__Text extract__
*-*-*
GUIDING RAGE INTO POWER​

What is GRIP?

 

The GRIP program has been developed over 25 years of direct work with thousands of incarcerated people, mostly people with violent offenses, and their victims/survivors. The program started at San Quentin State Prison and has grown to include Avenal State Prison, Mule Creek State Prison, Correctional Training Facility, and Deuel Vocational Institution. It offers an in-depth journey where the participants are able to understand and transform their violent behavior and replace it with an attitude of mindfulness and emotional intelligence.

This one-year program helps students comprehend the origins of their violence and develop the skills to track and manage strong impulses to avoid acting out in destructive ways. Students become “emotionally literate” by fully understanding feelings of anger and rage, learning to track the body signals that accompany those emotions, and engaging in a process to stop and discharge the buildup of tension in a safe manner. This program enables participants to identify and communicate the feelings that are masked by anger (such as sadness, fear, and shame) and process them. Students also develop the skills to understand and express the unmet needs that are covered up by the experience of rage.

The Four Elements of GRIP

1. Stop my violence/do no harm

2. Develop emotional intelligence

3. Cultivate mindfulness

4. Understand victim impact

 
 

Most rehabilitation programs singularly zero in on either academic, vocational purposes or addiction recovery. These are important efforts, yet they could be optimized if the root causes of what leads someone to offend were addressed directly. Our methodology consists of a transformational re-education modality that commits the participants to a process of deep self-inquiry and healing. The program examines the origins of criminogenic conduct and undoes the characteristic destructive behavioral patterns (including addiction) that lead to transgressions.
*-*-*
__Supplied data__
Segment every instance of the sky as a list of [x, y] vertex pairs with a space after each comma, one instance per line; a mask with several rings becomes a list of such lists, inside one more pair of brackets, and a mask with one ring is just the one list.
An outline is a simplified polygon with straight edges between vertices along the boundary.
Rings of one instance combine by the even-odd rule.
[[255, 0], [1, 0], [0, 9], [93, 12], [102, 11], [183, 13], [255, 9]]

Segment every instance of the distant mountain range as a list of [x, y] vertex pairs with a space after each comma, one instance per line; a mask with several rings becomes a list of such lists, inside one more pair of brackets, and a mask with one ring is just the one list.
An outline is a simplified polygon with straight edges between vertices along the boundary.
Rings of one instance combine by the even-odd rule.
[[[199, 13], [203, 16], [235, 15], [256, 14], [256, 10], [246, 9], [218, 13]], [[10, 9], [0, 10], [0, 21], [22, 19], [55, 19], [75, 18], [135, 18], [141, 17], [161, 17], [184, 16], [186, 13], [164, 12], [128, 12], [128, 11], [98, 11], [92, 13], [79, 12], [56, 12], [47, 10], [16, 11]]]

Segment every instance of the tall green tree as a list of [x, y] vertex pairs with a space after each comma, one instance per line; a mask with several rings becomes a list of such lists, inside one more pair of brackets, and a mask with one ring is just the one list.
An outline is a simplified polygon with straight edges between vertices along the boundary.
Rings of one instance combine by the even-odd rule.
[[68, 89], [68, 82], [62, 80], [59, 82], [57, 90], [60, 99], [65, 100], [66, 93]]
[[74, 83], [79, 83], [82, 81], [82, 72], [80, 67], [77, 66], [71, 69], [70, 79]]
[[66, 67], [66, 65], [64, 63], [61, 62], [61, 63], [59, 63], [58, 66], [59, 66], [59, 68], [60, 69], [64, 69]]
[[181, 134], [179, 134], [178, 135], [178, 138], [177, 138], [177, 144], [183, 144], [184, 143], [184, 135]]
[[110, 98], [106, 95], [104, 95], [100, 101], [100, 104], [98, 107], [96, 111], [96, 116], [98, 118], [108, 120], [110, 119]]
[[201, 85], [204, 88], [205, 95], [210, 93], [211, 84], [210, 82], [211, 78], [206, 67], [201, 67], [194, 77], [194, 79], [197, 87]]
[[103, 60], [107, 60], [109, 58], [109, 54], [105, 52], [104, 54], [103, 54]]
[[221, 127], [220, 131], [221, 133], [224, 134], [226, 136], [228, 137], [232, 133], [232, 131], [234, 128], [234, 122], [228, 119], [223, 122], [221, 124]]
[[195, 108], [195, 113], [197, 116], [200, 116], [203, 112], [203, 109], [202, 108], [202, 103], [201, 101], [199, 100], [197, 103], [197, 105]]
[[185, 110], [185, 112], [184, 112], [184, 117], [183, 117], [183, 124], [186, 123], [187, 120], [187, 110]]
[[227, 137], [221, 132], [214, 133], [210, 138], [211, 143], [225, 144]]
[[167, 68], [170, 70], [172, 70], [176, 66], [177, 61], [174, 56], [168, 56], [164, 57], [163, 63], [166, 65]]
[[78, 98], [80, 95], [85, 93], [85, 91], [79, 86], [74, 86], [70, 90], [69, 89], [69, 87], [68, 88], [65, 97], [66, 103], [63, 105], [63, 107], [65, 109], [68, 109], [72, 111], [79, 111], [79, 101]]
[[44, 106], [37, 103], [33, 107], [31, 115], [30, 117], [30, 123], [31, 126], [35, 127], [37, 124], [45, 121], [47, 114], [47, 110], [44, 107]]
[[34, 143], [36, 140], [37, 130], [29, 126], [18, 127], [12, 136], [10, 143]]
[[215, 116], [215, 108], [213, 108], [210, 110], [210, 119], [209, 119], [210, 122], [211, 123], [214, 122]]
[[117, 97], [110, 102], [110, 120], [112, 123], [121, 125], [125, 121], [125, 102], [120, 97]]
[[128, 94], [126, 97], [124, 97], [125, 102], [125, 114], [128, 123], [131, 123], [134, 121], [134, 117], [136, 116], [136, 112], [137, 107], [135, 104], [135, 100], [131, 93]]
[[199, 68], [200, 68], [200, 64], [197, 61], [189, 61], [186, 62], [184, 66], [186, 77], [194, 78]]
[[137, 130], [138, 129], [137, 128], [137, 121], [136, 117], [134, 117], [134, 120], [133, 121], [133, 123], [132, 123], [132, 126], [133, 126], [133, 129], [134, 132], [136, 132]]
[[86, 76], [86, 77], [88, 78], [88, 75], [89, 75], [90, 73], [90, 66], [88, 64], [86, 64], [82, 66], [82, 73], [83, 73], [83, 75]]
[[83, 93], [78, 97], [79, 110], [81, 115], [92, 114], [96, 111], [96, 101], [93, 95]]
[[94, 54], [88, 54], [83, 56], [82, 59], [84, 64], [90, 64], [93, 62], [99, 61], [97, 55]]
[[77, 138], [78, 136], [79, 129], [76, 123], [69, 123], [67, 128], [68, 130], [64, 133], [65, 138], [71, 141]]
*-*-*
__What you are asked to do__
List every correctional facility that the GRIP program description names as a site of the program.

__Solution for this exercise__
San Quentin State Prison
Avenal State Prison
Mule Creek State Prison
Correctional Training Facility
Deuel Vocational Institution